### [AIM OF THE EXERCISE]
Retype the whole listing verbatim and keep the pictures out of it.
##############################
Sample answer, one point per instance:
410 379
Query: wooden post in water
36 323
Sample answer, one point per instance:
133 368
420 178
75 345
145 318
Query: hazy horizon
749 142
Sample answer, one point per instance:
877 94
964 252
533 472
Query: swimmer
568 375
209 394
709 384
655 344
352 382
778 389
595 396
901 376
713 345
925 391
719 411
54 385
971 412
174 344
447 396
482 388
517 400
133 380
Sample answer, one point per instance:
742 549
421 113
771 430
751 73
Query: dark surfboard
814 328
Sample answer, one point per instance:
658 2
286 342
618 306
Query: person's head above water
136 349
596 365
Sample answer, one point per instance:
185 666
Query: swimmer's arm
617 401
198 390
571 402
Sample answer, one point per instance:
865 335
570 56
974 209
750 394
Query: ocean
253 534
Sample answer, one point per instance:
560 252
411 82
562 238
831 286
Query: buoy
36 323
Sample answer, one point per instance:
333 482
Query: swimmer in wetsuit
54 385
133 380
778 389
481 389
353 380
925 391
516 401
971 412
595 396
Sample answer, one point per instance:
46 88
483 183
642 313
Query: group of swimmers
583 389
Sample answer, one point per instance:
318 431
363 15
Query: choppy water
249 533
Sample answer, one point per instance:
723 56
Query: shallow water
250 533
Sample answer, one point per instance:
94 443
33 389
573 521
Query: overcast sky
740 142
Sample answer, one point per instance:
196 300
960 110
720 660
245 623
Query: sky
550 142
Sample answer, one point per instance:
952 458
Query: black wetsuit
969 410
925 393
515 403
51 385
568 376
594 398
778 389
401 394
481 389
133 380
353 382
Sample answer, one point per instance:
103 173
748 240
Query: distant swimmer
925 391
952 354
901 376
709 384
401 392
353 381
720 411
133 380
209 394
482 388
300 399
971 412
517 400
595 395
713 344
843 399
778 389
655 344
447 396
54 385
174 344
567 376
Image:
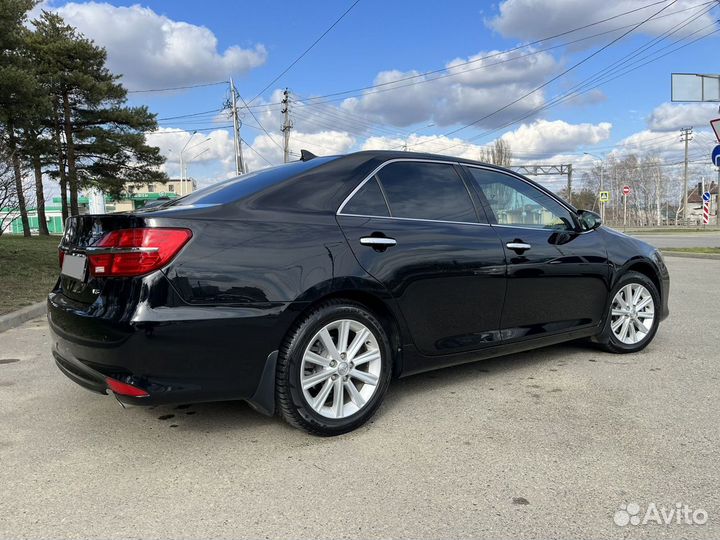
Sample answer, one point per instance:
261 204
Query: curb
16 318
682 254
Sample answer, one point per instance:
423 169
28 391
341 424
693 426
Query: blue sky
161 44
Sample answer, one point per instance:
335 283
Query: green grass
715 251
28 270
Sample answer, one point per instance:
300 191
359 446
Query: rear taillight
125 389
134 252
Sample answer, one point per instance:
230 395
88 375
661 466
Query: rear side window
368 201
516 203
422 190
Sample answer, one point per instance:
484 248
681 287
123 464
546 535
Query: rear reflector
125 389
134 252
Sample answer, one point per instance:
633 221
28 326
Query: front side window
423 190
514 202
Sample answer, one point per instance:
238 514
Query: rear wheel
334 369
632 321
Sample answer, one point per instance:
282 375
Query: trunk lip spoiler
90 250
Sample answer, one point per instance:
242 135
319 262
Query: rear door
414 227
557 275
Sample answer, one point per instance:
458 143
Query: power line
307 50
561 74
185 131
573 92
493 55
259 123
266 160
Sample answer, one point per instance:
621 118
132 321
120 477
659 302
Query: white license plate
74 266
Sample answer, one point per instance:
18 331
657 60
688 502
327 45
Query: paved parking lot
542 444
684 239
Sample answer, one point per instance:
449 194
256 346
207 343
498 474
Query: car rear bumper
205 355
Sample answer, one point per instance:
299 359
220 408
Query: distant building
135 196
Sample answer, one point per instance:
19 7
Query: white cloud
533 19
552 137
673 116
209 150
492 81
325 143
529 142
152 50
##############################
### [COMPLETED TASK]
Sample answer, one point per instance:
410 379
Query: wooden post in water
36 323
Sample answer, one point per instance:
133 368
420 178
75 345
145 318
Query: hazy horizon
749 142
Sample answer, one point per instance:
877 94
964 252
533 472
Query: swimmer
568 375
209 394
709 384
655 344
352 382
778 389
595 396
901 376
713 345
925 391
719 411
54 385
971 412
174 344
447 396
482 388
517 400
133 380
Sample answer, one point per instance:
742 549
421 113
771 430
751 73
Query: dark surfboard
814 328
Sample answer, one point per instance:
658 2
286 342
618 306
Query: person's head above water
136 349
596 365
Sample answer, one point per instance:
185 666
Query: swimmer's arm
617 401
198 390
571 402
Sample answer, one point per instance:
865 335
570 56
974 209
750 394
Query: ocean
253 534
Sample answer, one point per instance:
560 252
411 82
562 238
831 286
Query: buoy
36 323
Sample answer, one point per instance:
333 482
Query: swimmer in wetsuit
54 385
133 380
778 389
481 389
353 380
925 391
516 401
971 412
595 396
Sample answer, one point per instance:
46 88
483 183
642 313
Query: group of swimmers
583 389
Sample answer, one point per instance:
318 431
363 15
Query: choppy water
249 533
Sample answer, one point per instance:
723 56
Query: shallow water
250 533
Sample answer, one point per instance:
94 443
33 389
573 521
Query: overcast sky
740 142
Sample answer, one point per instance:
196 300
960 110
720 660
245 623
Query: sky
550 142
Sample answer, one point per instance:
952 458
Query: black wetsuit
969 410
925 393
515 403
51 385
568 376
594 398
778 389
401 394
481 389
133 380
353 382
Sample answer, one point per instance:
103 173
748 240
Query: distant swimmer
925 391
952 354
901 376
709 384
401 392
353 381
720 411
133 380
209 394
482 388
300 399
971 412
517 400
595 395
713 344
843 399
778 389
655 344
447 396
54 385
174 344
567 376
Image:
Sample answer, one point per instance:
261 204
Query: curb
16 318
682 254
Sample answer, one point per instance:
423 169
28 391
341 424
693 426
Query: blue sky
161 44
Sample answer, one point per instance:
335 283
Query: green grass
715 251
28 270
Sample answer, one point per instance:
300 191
359 446
Query: rear taillight
125 389
134 252
Sample answer, one point per instance:
230 395
88 375
661 466
Query: rear side window
368 201
516 203
422 190
Sample answer, one point per instance:
484 248
681 287
123 464
546 535
Query: rear reflector
125 389
134 252
Sample answer, one point per instance:
633 221
28 326
Query: front side window
423 190
514 202
Sample answer, one point per instance:
238 514
Query: rear wheel
334 369
632 321
Sample answer, one point per instance:
282 375
Query: trunk lip spoiler
90 250
Sample answer, one point per instance:
242 135
319 262
Query: rear door
414 227
557 275
Sample answer, one point per instance:
458 143
Query: power line
307 50
561 74
185 131
573 92
493 55
259 123
266 160
Sample answer, one point per instance:
621 118
132 321
120 477
659 302
Query: white license plate
74 266
Sample answer, one point per instance:
18 331
657 60
688 502
327 45
Query: paved parking lot
542 444
684 239
Sample answer, one point per instance:
449 194
256 346
207 343
498 474
Query: car rear bumper
205 355
Sample answer, one point per instance:
299 359
220 408
Query: distant building
135 196
Sample answer, one point per instance:
19 7
Query: white cloud
533 19
552 137
673 116
209 150
492 81
325 143
529 142
152 50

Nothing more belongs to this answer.